→ THE RECORDS
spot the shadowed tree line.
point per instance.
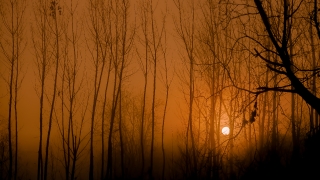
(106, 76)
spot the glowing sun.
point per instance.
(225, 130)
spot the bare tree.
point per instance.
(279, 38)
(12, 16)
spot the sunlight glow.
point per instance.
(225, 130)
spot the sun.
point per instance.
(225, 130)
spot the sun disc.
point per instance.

...

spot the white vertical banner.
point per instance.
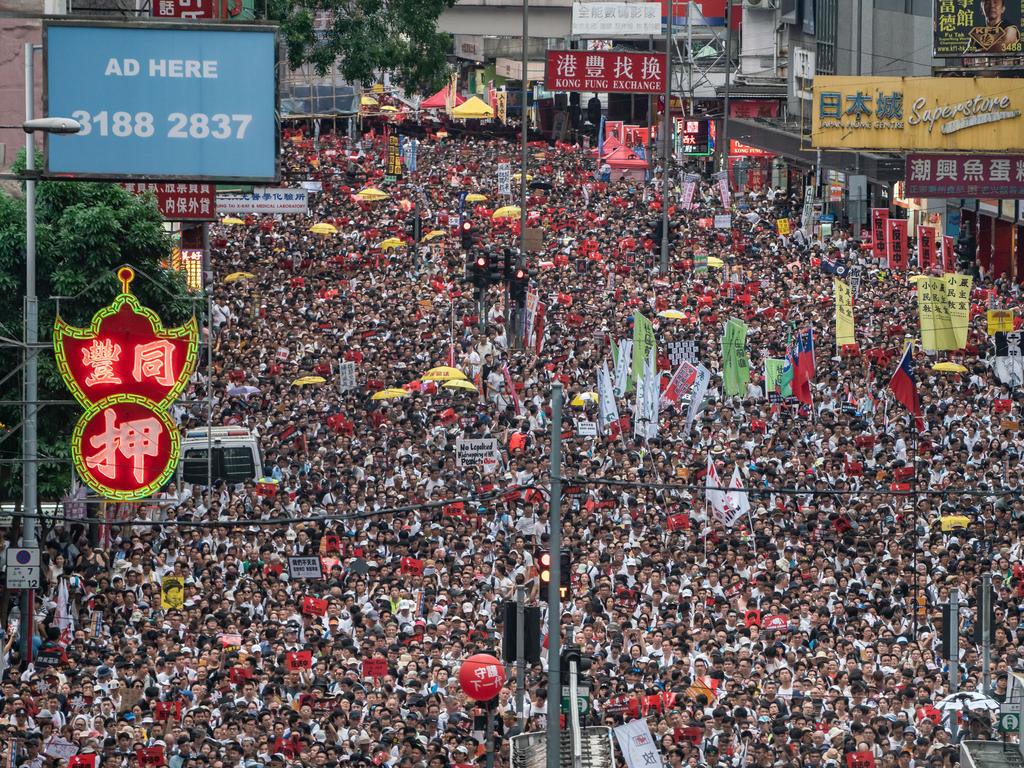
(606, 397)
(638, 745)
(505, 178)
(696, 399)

---

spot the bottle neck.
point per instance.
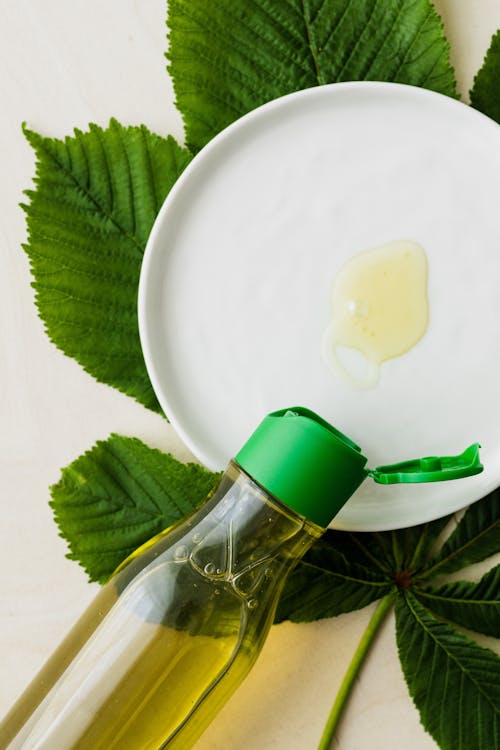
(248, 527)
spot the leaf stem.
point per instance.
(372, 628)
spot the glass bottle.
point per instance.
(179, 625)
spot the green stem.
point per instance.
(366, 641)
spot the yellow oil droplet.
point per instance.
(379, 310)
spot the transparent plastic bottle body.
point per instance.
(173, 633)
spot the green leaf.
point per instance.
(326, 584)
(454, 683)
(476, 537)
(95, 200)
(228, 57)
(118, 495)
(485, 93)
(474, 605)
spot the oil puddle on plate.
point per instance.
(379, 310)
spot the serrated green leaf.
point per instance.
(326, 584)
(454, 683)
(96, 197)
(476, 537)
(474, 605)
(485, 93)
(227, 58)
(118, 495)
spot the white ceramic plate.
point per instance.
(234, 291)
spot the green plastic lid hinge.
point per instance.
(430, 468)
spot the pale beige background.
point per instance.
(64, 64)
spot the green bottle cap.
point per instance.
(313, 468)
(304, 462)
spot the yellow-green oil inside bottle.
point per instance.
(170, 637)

→ WHAT TO DO
Select each line in the rows above that contains the word "tree".

→ OUTPUT BELOW
spot the shadowed tree line.
spot the bare tree.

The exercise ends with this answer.